● **HOW TO COMPLETE THIS TASK**
Every line in the records below with the string "dune" needs to be copied out.
+++ EXCERPTED RECORDS
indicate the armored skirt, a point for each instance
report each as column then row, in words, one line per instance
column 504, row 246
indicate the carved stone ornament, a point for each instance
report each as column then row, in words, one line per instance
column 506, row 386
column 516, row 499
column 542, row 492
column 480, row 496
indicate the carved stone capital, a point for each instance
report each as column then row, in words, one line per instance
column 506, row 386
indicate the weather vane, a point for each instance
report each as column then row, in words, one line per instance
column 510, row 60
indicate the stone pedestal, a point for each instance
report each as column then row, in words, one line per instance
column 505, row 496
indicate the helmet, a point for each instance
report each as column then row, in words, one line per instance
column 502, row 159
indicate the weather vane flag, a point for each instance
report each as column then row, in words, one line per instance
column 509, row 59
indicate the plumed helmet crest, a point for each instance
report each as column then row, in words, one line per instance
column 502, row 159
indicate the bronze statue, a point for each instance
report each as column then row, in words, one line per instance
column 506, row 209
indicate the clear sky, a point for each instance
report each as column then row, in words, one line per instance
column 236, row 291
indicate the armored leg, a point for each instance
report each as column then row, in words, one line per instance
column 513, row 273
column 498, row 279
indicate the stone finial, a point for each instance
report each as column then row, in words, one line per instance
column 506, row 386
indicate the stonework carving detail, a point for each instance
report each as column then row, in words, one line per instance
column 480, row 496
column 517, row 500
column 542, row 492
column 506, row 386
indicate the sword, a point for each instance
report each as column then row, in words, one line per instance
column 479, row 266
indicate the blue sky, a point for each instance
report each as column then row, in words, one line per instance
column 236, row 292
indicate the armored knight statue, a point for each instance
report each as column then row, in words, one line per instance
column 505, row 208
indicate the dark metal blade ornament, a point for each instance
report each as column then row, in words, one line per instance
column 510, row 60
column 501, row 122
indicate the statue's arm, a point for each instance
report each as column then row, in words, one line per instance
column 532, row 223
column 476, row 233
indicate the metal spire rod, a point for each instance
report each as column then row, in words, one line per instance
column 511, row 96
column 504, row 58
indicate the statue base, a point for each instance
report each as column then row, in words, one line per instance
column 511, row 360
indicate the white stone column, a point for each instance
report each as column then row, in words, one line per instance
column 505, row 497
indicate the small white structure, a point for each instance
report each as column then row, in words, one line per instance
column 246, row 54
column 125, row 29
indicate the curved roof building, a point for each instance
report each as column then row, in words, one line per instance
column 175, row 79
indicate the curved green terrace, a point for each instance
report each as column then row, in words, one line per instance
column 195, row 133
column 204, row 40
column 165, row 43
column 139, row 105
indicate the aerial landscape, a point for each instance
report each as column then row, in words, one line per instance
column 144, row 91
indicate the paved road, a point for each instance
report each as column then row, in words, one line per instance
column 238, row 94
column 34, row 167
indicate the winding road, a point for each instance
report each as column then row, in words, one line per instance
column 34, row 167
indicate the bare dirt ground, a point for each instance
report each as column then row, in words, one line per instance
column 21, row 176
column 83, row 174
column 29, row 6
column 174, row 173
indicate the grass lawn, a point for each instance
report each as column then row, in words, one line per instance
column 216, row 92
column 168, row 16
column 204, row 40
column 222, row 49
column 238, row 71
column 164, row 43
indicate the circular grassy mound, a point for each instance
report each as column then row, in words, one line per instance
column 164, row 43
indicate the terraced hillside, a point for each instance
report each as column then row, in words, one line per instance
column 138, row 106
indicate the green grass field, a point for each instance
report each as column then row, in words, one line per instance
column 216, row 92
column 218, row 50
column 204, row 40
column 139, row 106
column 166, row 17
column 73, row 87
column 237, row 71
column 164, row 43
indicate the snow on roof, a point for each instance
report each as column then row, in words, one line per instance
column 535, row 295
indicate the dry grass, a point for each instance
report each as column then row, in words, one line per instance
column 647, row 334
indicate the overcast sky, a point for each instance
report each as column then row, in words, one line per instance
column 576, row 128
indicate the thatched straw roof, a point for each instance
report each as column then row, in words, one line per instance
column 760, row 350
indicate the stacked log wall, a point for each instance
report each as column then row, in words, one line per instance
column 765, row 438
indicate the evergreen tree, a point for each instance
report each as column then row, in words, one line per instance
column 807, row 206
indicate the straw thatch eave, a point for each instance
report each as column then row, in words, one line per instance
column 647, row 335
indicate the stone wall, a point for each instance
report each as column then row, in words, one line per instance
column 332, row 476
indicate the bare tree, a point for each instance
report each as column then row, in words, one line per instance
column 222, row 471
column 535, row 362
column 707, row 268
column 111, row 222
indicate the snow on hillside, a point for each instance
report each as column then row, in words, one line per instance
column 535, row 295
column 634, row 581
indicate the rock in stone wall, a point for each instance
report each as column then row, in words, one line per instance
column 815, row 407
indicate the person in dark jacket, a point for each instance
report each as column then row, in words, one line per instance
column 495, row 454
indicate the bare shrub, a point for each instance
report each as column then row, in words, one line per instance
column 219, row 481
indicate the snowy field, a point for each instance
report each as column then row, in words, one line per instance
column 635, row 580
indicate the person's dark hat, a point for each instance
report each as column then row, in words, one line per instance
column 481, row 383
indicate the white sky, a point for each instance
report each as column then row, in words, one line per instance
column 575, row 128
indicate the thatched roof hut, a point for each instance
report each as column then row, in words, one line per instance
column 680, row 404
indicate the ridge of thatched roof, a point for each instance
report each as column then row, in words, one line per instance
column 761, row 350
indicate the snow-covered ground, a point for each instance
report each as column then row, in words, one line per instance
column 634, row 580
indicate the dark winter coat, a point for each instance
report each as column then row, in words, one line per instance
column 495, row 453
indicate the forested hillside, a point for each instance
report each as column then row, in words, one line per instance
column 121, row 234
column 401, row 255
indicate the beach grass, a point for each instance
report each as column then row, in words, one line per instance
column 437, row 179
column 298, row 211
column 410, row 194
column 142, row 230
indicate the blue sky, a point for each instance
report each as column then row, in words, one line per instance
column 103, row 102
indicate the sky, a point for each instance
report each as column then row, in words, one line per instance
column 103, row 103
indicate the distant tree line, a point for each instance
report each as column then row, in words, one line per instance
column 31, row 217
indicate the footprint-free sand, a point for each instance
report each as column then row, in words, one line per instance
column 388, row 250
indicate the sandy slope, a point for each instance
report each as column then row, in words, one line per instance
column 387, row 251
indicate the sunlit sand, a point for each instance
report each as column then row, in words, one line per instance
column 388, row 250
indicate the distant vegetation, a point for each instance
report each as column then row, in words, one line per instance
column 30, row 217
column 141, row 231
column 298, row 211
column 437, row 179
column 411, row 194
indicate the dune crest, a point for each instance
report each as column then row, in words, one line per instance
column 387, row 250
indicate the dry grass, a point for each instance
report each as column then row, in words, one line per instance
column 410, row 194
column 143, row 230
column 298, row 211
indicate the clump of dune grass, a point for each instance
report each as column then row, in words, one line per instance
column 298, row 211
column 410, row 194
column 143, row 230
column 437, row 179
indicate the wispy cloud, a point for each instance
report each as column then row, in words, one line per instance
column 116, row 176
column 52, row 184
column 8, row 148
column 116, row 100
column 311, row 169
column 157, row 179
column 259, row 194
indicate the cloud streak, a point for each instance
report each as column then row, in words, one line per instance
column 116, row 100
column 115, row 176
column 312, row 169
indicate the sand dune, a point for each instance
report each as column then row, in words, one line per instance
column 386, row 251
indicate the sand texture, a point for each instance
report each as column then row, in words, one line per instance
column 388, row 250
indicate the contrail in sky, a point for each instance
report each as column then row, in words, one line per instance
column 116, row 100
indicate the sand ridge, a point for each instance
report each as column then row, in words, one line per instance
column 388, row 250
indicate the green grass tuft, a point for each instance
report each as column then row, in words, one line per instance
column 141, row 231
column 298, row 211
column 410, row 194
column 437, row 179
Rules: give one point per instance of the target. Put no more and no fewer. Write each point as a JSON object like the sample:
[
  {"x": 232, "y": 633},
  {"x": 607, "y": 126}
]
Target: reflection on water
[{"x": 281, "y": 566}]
++++++
● **SOLUTION**
indicate the dune crest, a point for each instance
indicate the clump of dune grass, a point for each instance
indicate the sand dune, a point for each instance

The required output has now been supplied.